_INFORMATION SHOWN_.
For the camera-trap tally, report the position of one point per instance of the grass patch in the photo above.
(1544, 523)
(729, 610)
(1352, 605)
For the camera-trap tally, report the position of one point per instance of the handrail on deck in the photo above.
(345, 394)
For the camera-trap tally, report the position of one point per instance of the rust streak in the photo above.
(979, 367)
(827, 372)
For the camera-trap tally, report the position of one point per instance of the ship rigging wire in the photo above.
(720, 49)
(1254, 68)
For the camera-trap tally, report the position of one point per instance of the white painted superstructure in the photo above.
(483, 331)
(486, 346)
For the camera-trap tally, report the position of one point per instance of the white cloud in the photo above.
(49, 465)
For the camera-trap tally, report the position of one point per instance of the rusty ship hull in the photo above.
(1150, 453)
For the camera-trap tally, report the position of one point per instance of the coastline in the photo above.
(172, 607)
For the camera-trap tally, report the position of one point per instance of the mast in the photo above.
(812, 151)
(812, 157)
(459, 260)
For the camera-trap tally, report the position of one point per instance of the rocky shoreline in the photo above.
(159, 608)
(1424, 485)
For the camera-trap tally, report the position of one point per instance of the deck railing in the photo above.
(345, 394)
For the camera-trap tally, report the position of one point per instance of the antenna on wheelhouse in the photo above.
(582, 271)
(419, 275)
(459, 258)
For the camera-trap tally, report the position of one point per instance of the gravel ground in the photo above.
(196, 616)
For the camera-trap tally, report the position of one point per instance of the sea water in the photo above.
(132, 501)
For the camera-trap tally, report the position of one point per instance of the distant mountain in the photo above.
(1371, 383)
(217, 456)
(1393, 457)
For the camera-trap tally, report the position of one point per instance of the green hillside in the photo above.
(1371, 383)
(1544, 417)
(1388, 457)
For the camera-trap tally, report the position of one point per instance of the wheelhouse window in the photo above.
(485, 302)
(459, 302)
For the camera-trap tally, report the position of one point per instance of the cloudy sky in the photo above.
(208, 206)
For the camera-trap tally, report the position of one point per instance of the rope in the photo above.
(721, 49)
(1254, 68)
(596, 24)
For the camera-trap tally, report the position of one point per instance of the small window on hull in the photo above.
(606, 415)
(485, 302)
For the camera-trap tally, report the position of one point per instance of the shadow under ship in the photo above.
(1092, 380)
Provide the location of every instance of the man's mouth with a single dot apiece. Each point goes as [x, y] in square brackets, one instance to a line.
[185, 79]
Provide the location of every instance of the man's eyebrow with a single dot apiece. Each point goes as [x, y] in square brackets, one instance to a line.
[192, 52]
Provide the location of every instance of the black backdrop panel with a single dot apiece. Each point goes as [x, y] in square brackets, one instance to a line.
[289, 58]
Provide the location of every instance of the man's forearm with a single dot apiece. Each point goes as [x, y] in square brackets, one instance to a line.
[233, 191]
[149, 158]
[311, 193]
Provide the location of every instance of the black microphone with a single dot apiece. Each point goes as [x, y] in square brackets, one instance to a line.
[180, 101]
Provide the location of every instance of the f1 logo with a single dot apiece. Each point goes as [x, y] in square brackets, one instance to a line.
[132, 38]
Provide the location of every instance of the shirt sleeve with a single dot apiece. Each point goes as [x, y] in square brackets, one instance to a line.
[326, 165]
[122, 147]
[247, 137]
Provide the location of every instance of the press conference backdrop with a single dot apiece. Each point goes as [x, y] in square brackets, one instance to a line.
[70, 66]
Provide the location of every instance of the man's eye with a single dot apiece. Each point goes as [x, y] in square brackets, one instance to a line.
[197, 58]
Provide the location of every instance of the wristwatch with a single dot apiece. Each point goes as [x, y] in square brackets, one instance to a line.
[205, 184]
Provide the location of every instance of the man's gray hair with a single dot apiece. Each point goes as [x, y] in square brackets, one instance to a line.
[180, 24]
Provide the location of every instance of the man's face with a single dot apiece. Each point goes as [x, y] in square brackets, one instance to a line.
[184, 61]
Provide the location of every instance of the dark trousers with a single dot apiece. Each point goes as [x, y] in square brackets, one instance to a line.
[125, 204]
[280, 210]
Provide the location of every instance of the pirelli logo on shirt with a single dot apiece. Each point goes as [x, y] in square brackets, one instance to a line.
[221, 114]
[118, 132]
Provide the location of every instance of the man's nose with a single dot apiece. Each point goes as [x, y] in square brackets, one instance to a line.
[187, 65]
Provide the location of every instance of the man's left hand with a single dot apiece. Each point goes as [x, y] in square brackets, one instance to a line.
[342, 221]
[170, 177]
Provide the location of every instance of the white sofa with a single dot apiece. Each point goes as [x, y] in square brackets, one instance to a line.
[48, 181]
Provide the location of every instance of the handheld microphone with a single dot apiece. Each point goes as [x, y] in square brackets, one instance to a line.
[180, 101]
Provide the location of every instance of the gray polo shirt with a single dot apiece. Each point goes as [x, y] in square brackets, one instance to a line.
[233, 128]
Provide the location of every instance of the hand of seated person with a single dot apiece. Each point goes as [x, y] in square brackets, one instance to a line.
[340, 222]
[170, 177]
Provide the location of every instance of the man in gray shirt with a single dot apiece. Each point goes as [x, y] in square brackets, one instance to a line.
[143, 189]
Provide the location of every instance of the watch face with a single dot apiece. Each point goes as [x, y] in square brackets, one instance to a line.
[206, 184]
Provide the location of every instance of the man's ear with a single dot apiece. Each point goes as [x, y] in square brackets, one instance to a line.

==

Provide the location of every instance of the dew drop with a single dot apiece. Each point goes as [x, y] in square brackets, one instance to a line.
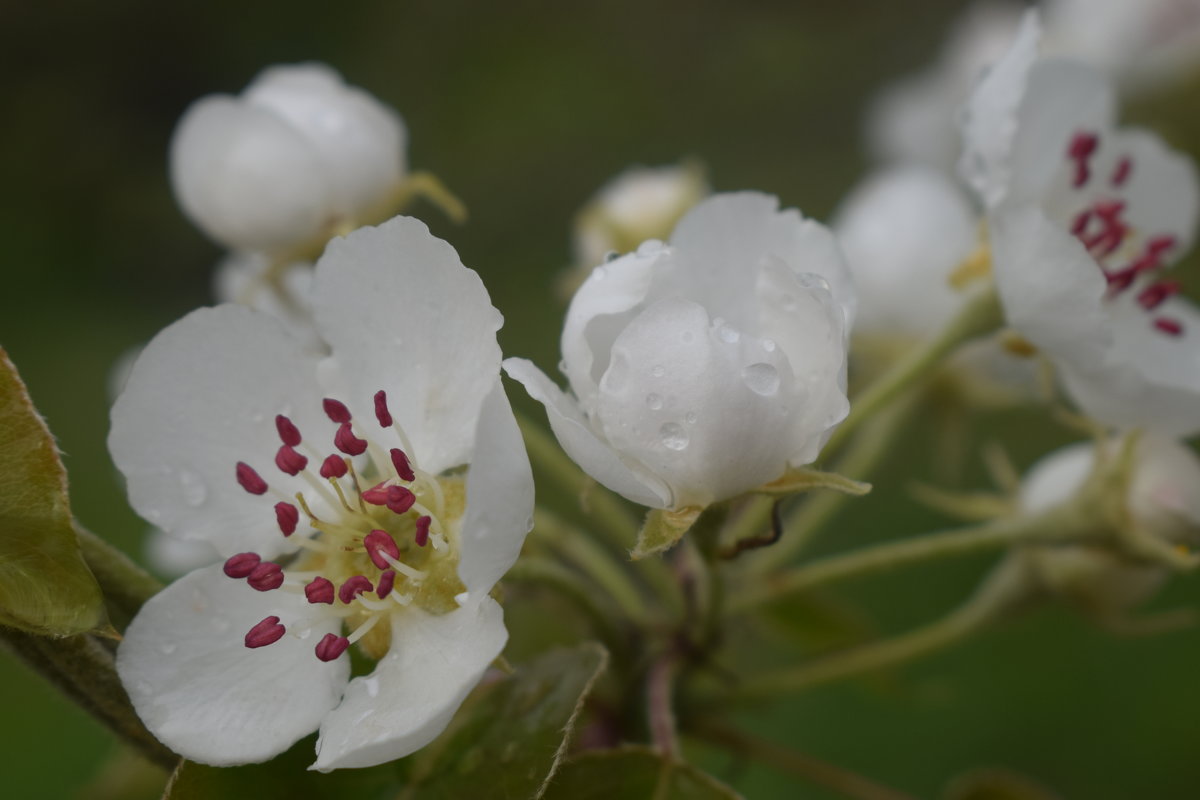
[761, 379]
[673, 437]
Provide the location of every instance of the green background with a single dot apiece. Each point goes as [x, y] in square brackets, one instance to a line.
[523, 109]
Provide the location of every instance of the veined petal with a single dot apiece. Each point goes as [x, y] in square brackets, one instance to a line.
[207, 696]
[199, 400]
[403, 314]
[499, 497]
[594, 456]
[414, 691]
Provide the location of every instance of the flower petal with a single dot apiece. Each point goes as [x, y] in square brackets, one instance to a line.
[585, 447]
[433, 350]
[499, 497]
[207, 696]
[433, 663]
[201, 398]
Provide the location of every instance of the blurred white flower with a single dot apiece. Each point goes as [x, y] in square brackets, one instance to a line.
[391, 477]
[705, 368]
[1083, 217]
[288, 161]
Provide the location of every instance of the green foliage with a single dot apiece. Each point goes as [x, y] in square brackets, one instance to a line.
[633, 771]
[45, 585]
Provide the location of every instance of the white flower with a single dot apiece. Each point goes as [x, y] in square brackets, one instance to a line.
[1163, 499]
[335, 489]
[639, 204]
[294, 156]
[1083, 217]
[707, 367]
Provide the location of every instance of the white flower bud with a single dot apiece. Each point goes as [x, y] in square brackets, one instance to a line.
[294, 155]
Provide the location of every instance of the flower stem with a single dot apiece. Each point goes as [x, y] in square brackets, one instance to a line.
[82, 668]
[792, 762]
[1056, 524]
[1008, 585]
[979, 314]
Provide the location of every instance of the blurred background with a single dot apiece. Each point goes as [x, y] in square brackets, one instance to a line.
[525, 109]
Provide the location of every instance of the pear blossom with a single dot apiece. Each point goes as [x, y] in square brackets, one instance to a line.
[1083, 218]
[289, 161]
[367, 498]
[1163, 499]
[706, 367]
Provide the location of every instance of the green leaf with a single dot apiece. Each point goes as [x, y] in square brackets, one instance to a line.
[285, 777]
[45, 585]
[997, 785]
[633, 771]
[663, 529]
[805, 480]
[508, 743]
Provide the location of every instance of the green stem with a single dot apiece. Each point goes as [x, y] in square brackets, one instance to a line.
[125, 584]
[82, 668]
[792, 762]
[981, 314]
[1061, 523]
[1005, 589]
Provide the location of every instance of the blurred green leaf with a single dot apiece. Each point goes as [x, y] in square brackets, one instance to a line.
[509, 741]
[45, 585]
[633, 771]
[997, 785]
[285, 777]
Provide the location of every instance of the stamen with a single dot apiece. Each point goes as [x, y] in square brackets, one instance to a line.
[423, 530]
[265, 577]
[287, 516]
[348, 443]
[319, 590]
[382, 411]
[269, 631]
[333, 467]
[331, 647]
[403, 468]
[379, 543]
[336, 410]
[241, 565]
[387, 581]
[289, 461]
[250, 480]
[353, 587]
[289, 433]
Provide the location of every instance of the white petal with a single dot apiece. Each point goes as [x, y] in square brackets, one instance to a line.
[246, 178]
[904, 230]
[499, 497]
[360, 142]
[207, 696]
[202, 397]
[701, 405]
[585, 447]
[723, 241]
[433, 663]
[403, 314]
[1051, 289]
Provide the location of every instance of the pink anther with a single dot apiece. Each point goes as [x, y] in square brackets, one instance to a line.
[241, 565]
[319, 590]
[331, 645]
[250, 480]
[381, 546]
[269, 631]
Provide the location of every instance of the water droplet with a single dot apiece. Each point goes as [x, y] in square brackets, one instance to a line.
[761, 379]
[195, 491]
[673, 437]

_WHAT YOU WILL DO_. Using the data above, repeat exactly the lines that begin at the line with "Provide the location of every instance of the white sofa" and end at the line with "Provide the location of every instance of the man's ear", both ends included.

_FINISHED TASK_.
Provide the location of every instance of the white sofa with a single dot apiece. Each point goes as [x, y] in square brackets, one instance to a line.
[48, 181]
Provide the location of every instance of the handheld microphone with a single dot apiece. Each point goes as [x, y] in square brackets, one instance to a line.
[180, 101]
Provide the location of every instance of the gray polo shirt with a single dot apiece. Each point goes as [x, y] in square brackets, one instance to a line.
[233, 128]
Provide the location of every instance of the hand of seated person with a single dot apiece. Each point goes as [x, y] in square brackets, one instance to a line.
[340, 222]
[170, 177]
Provide the location of every instance of the man in gray shirt with a single dot apiece. Each point goes as [x, y] in square brackets, one instance to a line.
[143, 189]
Provide the location of every instance of the watch face with a single dot apiece. Each point goes as [x, y] in square brackets, one instance to a line.
[206, 184]
Provide the location of every instance of the man's ear with a single dot apiece. Each point goes as [x, y] in square brackets, one instance to a line.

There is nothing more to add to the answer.